--- Stated exercise a ---
In the FLUKA exchange below, why would tracking electrons all the way down to eV energies be impractical?

--- Passage given ---
————
Dear FLUKA Expert:
I would like to ask a question. The bond energy of chemical bonds in materials is usually in eV, but the electron beam energy set and calculated is above 1keV, or even above 100keV. Can this accurately reflect the transport process of particles in the material?
Looking forward to your answers!
Dear FLUKA Expert:
When particles reach their threshold in FLUKA, their remaining energy is deposited locally at their position. You can lower your thresholds if you want a more spatially-detailed energy deposition, at the cost of CPU time, for example if you are studying very small regions in your geometry where that level of detail is important. In any case, simulation down to eV energies for electrons would be extremely slow, due to the amount of low-energy secondaries created.
This local energy deposition reflects the low-energy part of the particle shower (ionization, Coulomb scattering, photoelectric effect, and so on). Provided the particle range at threshold energy is small compared to the region of interest, this method is fast and the cut-off does not alter the obtained results.
————
--- Supplied data ---
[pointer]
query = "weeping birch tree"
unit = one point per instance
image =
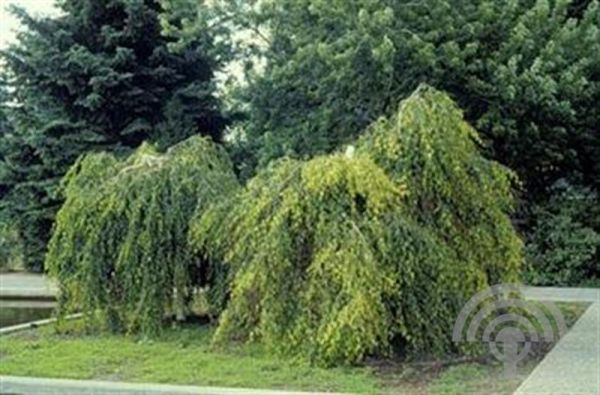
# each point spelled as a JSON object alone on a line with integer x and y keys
{"x": 119, "y": 250}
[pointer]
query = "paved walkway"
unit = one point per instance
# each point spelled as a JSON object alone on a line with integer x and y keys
{"x": 25, "y": 286}
{"x": 33, "y": 386}
{"x": 572, "y": 367}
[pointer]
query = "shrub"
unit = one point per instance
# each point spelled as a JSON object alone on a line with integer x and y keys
{"x": 335, "y": 260}
{"x": 119, "y": 249}
{"x": 455, "y": 192}
{"x": 563, "y": 246}
{"x": 327, "y": 263}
————
--- Stated exercise b ---
Update the rows above by changing "instance" to "occurrence" throughout and leaving everything else unchanged. Leave the pictures out of your version.

--- Exercise result a ---
Such a simulation would be extremely slow because of the large number of low-energy secondaries it would create.

--- Exercise result b ---
[pointer]
query = "weeping birch tree"
unit = one point per occurrence
image =
# each point spelled as a JSON object alone on a line with integer x and y keys
{"x": 119, "y": 250}
[pointer]
query = "paved walkway"
unit = one point per occurrence
# each point spelled as a JSON object alone on a line with integer x and y keys
{"x": 25, "y": 286}
{"x": 33, "y": 386}
{"x": 572, "y": 367}
[pointer]
query = "shrub"
unit = one point per occurrence
# each point spelled as a JSON object alone on a line with integer x and y keys
{"x": 335, "y": 260}
{"x": 119, "y": 249}
{"x": 455, "y": 192}
{"x": 563, "y": 246}
{"x": 327, "y": 263}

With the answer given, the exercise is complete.